Problem »
Starting at the first line of the entries below, please return exactly each line up to and including the one with "The component shall point out each instance of the tower"; pictures stay out.

________________

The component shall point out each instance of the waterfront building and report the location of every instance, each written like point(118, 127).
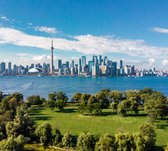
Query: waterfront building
point(121, 64)
point(90, 64)
point(67, 64)
point(2, 68)
point(83, 60)
point(52, 59)
point(95, 60)
point(103, 70)
point(100, 60)
point(80, 63)
point(59, 64)
point(95, 70)
point(9, 68)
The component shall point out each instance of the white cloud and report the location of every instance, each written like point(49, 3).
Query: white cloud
point(4, 18)
point(22, 54)
point(151, 61)
point(165, 62)
point(86, 44)
point(160, 30)
point(49, 30)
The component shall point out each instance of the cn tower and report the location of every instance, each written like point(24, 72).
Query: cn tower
point(52, 65)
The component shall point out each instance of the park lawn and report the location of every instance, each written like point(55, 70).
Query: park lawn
point(69, 120)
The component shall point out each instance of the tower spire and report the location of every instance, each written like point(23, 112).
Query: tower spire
point(52, 64)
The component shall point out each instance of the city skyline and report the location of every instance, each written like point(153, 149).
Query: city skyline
point(97, 67)
point(85, 28)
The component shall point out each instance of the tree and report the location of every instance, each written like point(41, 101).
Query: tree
point(35, 100)
point(60, 104)
point(103, 99)
point(148, 132)
point(1, 96)
point(116, 95)
point(76, 97)
point(156, 105)
point(22, 124)
point(106, 143)
point(44, 132)
point(122, 107)
point(114, 105)
point(13, 144)
point(57, 99)
point(57, 137)
point(67, 140)
point(124, 141)
point(85, 142)
point(166, 148)
point(139, 142)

________________

Answer box »
The component shall point out each instance of the waterfront building and report the location of every instance, each written like point(118, 127).
Query: waterfront building
point(121, 64)
point(90, 64)
point(67, 64)
point(2, 68)
point(83, 60)
point(52, 59)
point(95, 60)
point(103, 70)
point(100, 60)
point(80, 63)
point(59, 64)
point(95, 70)
point(9, 68)
The component shall point out each instance of the white cloud and report the location of every instance, each written like point(49, 3).
Query: white cloud
point(4, 18)
point(22, 54)
point(151, 61)
point(165, 62)
point(86, 44)
point(160, 30)
point(49, 30)
The component shall point out each instance of the cn tower and report the location of every instance, each written like point(24, 72).
Query: cn tower
point(52, 65)
The component shall point out each instance of the park lawn and report the location of every instance, each written like point(55, 70).
Query: park lawn
point(69, 120)
The component shall point out each instance of the tower spire and report the location of every instance, each written like point(23, 112).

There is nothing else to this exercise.